Why is that? Every thing I read and the reviews were all positive.

Thanks in advance:sn:


----------



## theJman (Mar 3, 2012)

Ray in Kingwood said:


> Why is that? Every thing I read and the reviews were all positive.


eD, sadly, is the tale of a once proud company that's now languishing on the brink. The majority of the damage happened in the past two years it seems...

I started looking into buying something from them back then, and they were just starting to have problems. My research at that time turned up just too many disturbing things, mostly related to poor management (that was my assessment anyway). The most glaring -- the one the fanboys actually took pride in for some perverse reason -- was how ridiculously long it took eD to deliver product. Posts on eD owners threads would go something like "9 weeks and still waiting for my A5-350", to which someone would reply "ah, that's nothing - mine took 17 weeks!". It was just expected that you would never get anything within a reasonable time, almost as though the longer you waited the more 'dedicated' you were. I was floored that these folks would tolerate such nonsense, but for some inexplicable reason they did.

In the past year things have gone from bad to worse. eD has dropped literally half their product line, shipments can and have stretched into the dozens of weeks, product quality has gone down, amps are failing at a very high rate, customer service is virtually non-existent, out of stock conditions are prevalent, and on and on. eD even took the extreme step of retroactively slashing their warranty period because of all the claims, so people who bought something with a 5 year warranty had it cut to 1 year.

This is only an overview unfortunately, because I don't want it to appear as though I'm bashing them while they're down. You're free to buy a product from whomever you'd like, I'm only suggesting you do quite a bit of research before you take a chance on eD. At one time that wouldn't have been necessary, but today that's not the case.


----------



## Ray in Kingwood (Jul 16, 2009)

Wow I did not know any of this. Thank you Jim, looks like I will reconsider my decision.....


----------

--- DATA SHOWN ---
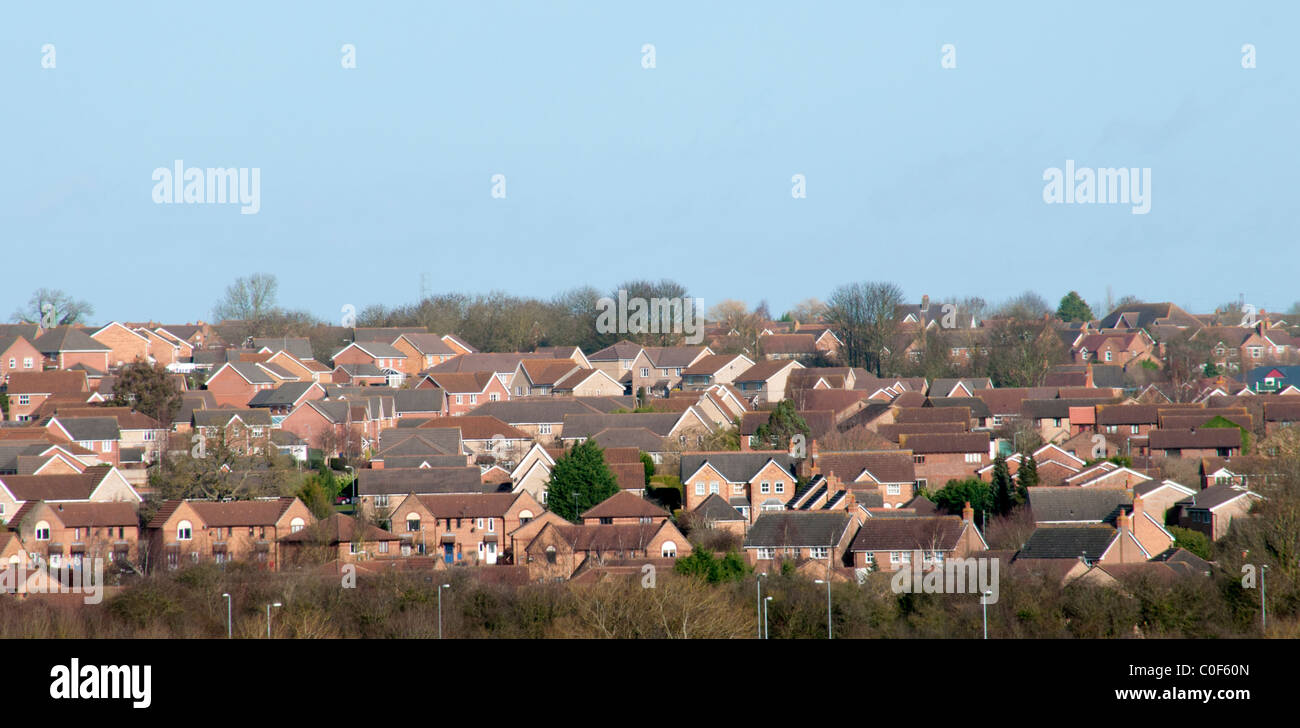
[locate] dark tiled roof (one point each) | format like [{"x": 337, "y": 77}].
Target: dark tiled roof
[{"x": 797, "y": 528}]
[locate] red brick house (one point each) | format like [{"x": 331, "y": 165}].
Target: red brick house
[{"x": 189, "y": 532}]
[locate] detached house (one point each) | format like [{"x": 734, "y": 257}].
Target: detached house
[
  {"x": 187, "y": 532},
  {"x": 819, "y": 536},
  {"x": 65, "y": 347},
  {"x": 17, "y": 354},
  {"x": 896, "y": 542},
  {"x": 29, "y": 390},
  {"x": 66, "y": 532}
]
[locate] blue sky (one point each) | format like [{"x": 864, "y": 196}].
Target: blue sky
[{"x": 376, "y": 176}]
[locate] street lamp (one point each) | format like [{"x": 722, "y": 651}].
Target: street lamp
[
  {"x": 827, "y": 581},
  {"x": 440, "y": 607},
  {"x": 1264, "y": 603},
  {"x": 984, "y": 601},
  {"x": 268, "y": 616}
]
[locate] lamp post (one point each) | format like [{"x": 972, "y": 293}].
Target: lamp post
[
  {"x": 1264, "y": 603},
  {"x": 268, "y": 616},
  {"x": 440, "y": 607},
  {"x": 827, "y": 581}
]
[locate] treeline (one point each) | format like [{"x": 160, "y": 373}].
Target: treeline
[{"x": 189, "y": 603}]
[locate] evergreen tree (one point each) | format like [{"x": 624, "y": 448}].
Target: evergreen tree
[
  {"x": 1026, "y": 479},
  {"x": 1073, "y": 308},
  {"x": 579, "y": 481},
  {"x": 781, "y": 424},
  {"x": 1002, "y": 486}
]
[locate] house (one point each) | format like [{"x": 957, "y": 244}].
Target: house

--- WRITTEN REQUEST ---
In the forum thread about eD, the sentence beginning "eD has dropped literally half their product line" lists problems from the past year. Give each problem named in that sentence.

--- ANSWER IN FULL ---
- eD dropped literally half its product line.
- Shipments can and have stretched into the dozens of weeks.
- Product quality has gone down.
- Amps are failing at a very high rate.
- Customer service is virtually non-existent.
- Out-of-stock conditions are prevalent.